[start of INPUT DATA]

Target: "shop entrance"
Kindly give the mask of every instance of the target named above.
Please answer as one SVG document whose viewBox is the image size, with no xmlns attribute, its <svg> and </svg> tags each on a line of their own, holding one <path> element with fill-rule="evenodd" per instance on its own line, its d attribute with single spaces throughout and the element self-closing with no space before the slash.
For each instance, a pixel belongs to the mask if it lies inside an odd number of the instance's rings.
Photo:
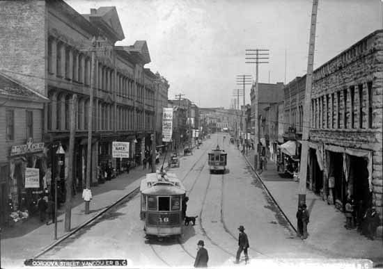
<svg viewBox="0 0 383 269">
<path fill-rule="evenodd" d="M 314 149 L 309 149 L 310 156 L 310 177 L 311 177 L 311 190 L 314 193 L 320 194 L 320 190 L 323 188 L 323 171 L 320 170 L 316 156 L 316 150 Z"/>
<path fill-rule="evenodd" d="M 335 206 L 344 211 L 346 195 L 346 186 L 343 172 L 343 154 L 330 152 L 330 177 L 335 179 L 334 201 Z"/>
<path fill-rule="evenodd" d="M 349 156 L 350 176 L 348 190 L 355 201 L 363 201 L 366 207 L 371 206 L 372 193 L 368 185 L 368 160 L 364 157 Z"/>
</svg>

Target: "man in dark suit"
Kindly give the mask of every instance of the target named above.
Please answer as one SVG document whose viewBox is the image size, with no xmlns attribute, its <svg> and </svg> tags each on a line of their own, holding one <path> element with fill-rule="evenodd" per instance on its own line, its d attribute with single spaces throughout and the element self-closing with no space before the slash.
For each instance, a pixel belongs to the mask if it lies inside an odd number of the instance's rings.
<svg viewBox="0 0 383 269">
<path fill-rule="evenodd" d="M 247 261 L 249 261 L 247 249 L 250 246 L 249 245 L 249 239 L 247 238 L 247 235 L 244 233 L 244 227 L 242 225 L 240 226 L 238 229 L 240 230 L 240 236 L 238 238 L 238 250 L 237 251 L 235 263 L 240 263 L 240 257 L 241 256 L 242 250 L 244 254 L 245 262 L 247 263 Z"/>
<path fill-rule="evenodd" d="M 196 261 L 194 261 L 194 267 L 208 267 L 208 261 L 209 261 L 209 255 L 208 254 L 208 250 L 203 247 L 203 241 L 200 240 L 197 244 L 198 250 L 197 256 L 196 256 Z"/>
</svg>

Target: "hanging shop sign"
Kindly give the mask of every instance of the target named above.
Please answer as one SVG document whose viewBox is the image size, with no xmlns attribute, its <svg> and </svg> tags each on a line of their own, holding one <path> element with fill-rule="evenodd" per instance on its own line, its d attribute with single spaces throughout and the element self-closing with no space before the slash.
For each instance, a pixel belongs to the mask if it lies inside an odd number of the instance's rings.
<svg viewBox="0 0 383 269">
<path fill-rule="evenodd" d="M 25 168 L 25 188 L 40 188 L 38 168 Z"/>
<path fill-rule="evenodd" d="M 116 142 L 111 143 L 111 156 L 113 158 L 129 158 L 129 142 Z"/>
<path fill-rule="evenodd" d="M 44 143 L 33 143 L 31 138 L 29 138 L 26 145 L 12 146 L 10 147 L 10 156 L 25 154 L 26 153 L 33 153 L 42 152 L 44 149 Z"/>
<path fill-rule="evenodd" d="M 173 131 L 173 108 L 164 108 L 162 114 L 162 141 L 170 142 Z"/>
</svg>

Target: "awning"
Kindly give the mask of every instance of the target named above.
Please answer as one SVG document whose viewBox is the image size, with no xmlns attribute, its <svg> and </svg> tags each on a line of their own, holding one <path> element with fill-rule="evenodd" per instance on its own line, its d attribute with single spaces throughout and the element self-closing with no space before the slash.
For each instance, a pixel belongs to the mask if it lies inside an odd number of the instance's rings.
<svg viewBox="0 0 383 269">
<path fill-rule="evenodd" d="M 278 147 L 281 149 L 281 151 L 285 154 L 287 154 L 288 156 L 296 155 L 295 152 L 297 151 L 297 145 L 295 144 L 295 141 L 288 140 L 286 143 L 279 145 Z"/>
</svg>

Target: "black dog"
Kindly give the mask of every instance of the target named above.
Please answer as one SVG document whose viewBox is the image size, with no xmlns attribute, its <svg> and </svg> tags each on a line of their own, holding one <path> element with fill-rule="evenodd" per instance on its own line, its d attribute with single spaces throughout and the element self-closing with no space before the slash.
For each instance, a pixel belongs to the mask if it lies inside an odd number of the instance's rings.
<svg viewBox="0 0 383 269">
<path fill-rule="evenodd" d="M 198 215 L 196 215 L 195 217 L 185 216 L 185 225 L 188 226 L 189 222 L 193 222 L 193 226 L 194 226 L 196 225 L 196 218 L 198 218 Z"/>
</svg>

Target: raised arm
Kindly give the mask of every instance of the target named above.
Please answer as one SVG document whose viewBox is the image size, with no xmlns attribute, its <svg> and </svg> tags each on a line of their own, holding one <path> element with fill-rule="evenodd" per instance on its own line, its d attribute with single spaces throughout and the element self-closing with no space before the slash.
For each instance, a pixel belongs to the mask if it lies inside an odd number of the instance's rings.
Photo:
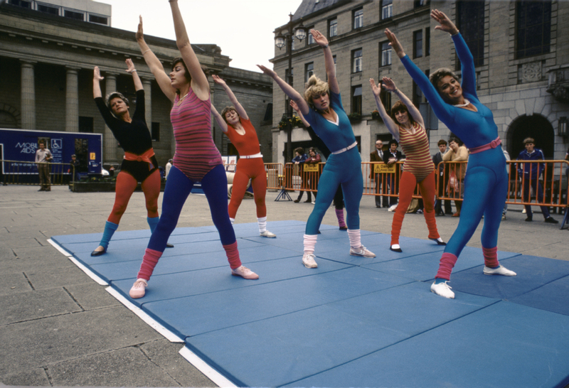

[end of INPUT DATA]

Copy everything from the start of the rows down to the line containing "314 149 L 309", including that line. Leave the pictures out of your copy.

Target: "shop entrance"
Kindly give the mask of every instance of the target named above.
Please answer as one SVG document whose viewBox is the image size, with no xmlns attribute, its <svg> and </svg> tags each on a line of their own, holding one <path> element with fill-rule="evenodd" per instance on its own line, its d attribute with single spaces throughout and the element self-closing with no space before the slash.
For each instance, a pixel belongs to the mask if it lies inside an odd number of the instance's rings.
Photo:
<svg viewBox="0 0 383 269">
<path fill-rule="evenodd" d="M 314 149 L 309 149 L 310 156 L 310 177 L 311 177 L 311 190 L 314 193 L 320 194 L 320 190 L 323 188 L 323 171 L 320 170 L 316 156 L 316 150 Z"/>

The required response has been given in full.